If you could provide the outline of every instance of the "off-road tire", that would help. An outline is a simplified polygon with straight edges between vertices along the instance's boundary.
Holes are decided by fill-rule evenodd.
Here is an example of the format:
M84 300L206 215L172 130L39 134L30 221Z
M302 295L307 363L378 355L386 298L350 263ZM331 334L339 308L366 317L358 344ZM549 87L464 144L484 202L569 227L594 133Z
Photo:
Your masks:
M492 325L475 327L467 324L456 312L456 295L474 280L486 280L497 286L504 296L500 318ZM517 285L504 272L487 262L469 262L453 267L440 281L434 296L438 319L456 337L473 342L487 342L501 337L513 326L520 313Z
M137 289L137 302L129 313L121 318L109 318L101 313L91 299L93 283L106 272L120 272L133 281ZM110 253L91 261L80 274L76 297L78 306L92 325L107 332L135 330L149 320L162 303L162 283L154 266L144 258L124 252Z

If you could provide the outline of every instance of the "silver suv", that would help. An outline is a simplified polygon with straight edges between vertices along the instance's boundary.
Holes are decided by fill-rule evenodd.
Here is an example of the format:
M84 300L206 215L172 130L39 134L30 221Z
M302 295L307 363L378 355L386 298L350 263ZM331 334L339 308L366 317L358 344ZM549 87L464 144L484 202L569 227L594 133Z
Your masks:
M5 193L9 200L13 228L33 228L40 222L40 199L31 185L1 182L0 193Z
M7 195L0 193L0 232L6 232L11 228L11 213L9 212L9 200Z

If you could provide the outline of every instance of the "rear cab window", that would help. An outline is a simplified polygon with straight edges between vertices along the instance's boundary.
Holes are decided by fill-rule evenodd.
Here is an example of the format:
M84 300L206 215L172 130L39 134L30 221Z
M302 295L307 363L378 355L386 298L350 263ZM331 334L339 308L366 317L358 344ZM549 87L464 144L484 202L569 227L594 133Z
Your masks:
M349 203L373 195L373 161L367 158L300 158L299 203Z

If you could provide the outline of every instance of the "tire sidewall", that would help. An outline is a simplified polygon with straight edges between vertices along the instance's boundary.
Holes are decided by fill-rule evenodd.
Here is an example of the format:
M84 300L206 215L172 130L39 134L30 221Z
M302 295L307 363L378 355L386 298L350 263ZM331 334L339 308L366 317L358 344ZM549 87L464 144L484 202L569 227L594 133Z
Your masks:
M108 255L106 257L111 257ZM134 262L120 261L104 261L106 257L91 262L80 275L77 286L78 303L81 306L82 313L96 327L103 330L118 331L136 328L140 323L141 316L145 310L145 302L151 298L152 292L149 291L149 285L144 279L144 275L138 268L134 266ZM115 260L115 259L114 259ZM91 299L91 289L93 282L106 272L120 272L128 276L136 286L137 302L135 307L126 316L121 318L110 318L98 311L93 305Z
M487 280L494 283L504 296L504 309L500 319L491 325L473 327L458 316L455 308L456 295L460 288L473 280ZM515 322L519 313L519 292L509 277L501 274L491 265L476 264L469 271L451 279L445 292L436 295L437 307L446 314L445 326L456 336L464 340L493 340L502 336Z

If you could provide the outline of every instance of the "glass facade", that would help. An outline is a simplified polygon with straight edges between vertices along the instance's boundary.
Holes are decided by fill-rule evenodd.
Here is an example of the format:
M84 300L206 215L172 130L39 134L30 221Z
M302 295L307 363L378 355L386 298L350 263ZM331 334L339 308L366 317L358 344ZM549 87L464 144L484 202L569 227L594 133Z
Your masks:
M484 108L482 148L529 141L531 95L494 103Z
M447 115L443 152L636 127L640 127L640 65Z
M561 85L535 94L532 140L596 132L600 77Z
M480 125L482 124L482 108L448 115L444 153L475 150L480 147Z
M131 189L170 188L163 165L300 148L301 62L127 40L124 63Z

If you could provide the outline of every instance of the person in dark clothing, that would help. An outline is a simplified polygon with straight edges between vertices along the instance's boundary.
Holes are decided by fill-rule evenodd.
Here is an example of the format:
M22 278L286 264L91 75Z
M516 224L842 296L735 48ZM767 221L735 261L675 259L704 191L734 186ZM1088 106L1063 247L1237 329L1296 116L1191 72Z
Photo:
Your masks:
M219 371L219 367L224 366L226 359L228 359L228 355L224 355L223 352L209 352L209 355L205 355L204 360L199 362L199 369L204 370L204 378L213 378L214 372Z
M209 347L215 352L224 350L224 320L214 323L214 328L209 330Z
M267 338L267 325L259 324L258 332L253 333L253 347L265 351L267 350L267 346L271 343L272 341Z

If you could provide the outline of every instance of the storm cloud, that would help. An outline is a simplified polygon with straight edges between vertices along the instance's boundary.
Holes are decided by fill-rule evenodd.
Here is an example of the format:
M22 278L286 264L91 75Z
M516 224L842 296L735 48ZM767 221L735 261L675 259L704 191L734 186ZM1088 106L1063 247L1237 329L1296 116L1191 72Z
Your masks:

============

Every line above should be written out again exactly as it stands.

=== Solution below ===
If you could provide the outline of every instance of the "off-road tire", that would help. An outline is a simplified polygon with straight edges between vertices along the instance's boundary.
Holes are decided by fill-rule evenodd.
Here is an example of the format:
M84 300L206 215L172 130L39 134L30 221Z
M302 295L307 363L378 355L386 298L350 263ZM331 334L339 308L366 317L358 344ZM549 87L464 144L484 202L569 227L594 133Z
Photo:
Your masks:
M492 325L475 327L467 324L456 312L456 295L474 280L486 280L497 286L504 296L500 318ZM517 285L504 272L487 262L469 262L453 267L440 281L434 296L438 319L456 337L473 342L487 342L501 337L513 326L520 313Z
M137 289L137 302L129 313L121 318L109 318L101 313L91 299L93 283L106 272L120 272L133 281ZM110 253L91 261L80 274L76 297L78 306L92 325L107 332L135 330L149 320L162 303L162 283L154 266L144 258L124 252Z

If you could provide the outline of every instance of the "silver suv", that would help. An outline is a simplified polygon with straight edges between vertices along the instance's boundary.
Holes are decided by fill-rule evenodd.
Here is an example of the format:
M84 300L206 215L172 130L39 134L30 221Z
M302 295L307 363L378 355L386 298L350 263ZM331 334L339 308L366 317L358 344ZM549 87L464 144L484 202L569 227L594 133Z
Your masks:
M5 193L9 200L13 228L33 228L40 222L40 199L31 185L1 182L0 193Z
M7 195L0 193L0 232L6 232L11 228L11 213L9 212L9 200Z

If you could provide the outline of every instance of the "rear cab window", that would help. An outline is a simplified polygon with straight edges between vertices along the instance's boundary.
Holes are decided by fill-rule evenodd.
Here is an example of the format:
M84 300L206 215L172 130L39 134L30 221Z
M302 295L307 363L378 355L386 298L350 263ZM331 334L339 308L366 317L358 344ZM549 87L464 144L484 202L569 227L594 133Z
Your masks:
M349 203L373 195L373 161L367 158L300 158L299 203Z

If you could provide the outline of every instance of the "tire sidewall", that would help. An outline is a simplified polygon with straight edges between vertices along the instance's boundary.
Holes are decided by fill-rule evenodd.
Here is an example of the format:
M84 300L206 215L172 130L39 134L30 221Z
M302 295L307 363L378 355L386 298L350 263ZM331 334L339 308L366 317L358 344ZM549 87L464 144L484 202L569 227L594 133Z
Your masks:
M108 255L106 257L111 257ZM134 262L120 261L104 261L106 257L91 262L80 275L77 286L78 303L81 306L82 313L96 327L103 330L118 331L136 328L140 323L141 316L145 310L145 302L151 298L152 292L149 291L149 285L144 279L144 275L138 268L134 266ZM115 260L115 259L114 259ZM91 299L91 289L93 282L106 272L120 272L128 276L136 286L137 302L135 307L126 316L121 318L110 318L98 311L93 305Z
M487 280L494 283L504 296L504 309L500 319L491 325L473 327L458 316L455 308L456 295L460 288L473 280ZM515 322L519 313L519 292L509 277L501 274L491 265L476 264L469 271L451 279L445 292L436 295L437 307L446 314L445 326L456 336L464 340L493 340L502 336Z

If you could provide the outline of every instance of the "glass facade", that would help. An outline is a simplified polygon with straight edges between vertices along the instance's boundary.
Holes are decided by fill-rule evenodd.
Here is an example of the format:
M84 300L206 215L172 130L39 134L30 221Z
M302 295L307 363L378 355L386 298L350 263ZM331 334L339 308L366 317L358 344ZM549 87L464 144L484 202L569 227L594 133Z
Your masks:
M484 108L482 148L529 141L531 95L494 103Z
M447 115L443 152L636 127L640 127L640 65Z
M561 85L535 94L532 140L596 132L600 77Z
M480 125L482 124L482 108L448 115L444 153L475 150L480 147Z
M131 189L170 188L163 165L300 148L301 62L127 40L124 63Z

If you could provide the outline of every instance of the person in dark clothing, that would help. An outline is a simplified polygon with straight edges between vertices along the instance's boundary.
Holes are decided by fill-rule evenodd.
Here is an example of the format:
M22 278L286 264L91 75Z
M516 224L842 296L735 48ZM767 221L735 261L675 259L704 191L734 186ZM1088 106L1063 247L1237 329L1296 116L1191 72Z
Photo:
Your masks:
M219 371L219 367L224 366L226 359L228 359L228 355L224 355L223 352L209 352L209 355L205 355L204 360L199 362L199 369L204 370L204 378L213 378L214 372Z
M209 347L215 352L224 350L224 320L214 323L214 328L209 330Z
M267 338L267 325L259 324L258 332L253 333L253 347L265 351L267 350L267 346L271 343L272 341Z

If you could provide the outline of every instance of the storm cloud, that would help. An outline is a simplified polygon with straight edges between vertices along the instance's boundary.
Holes are decided by fill-rule evenodd.
Here is an example of the format:
M22 278L286 264L91 75Z
M516 224L842 296L735 48ZM767 221L735 261L675 259L704 191L734 186ZM1088 106L1063 247L1237 329L1296 116L1191 72Z
Your masks:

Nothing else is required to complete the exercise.